* Problem requirements
Copy every line of the rows below word for word, and leave the pictures out of your copy.

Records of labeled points
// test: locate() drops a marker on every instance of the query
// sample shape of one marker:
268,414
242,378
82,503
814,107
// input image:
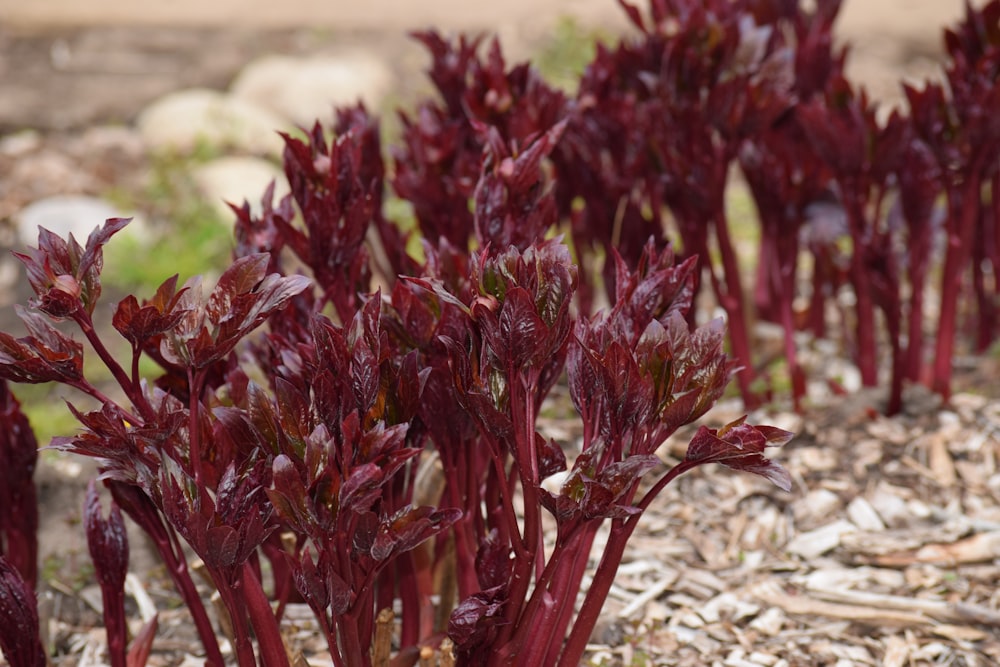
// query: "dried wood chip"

* Exercise response
// test: locate() drops a marker on every instance of the query
// sample shape of one marker:
268,414
242,378
82,503
814,107
// input image:
// query: "dried wood chip"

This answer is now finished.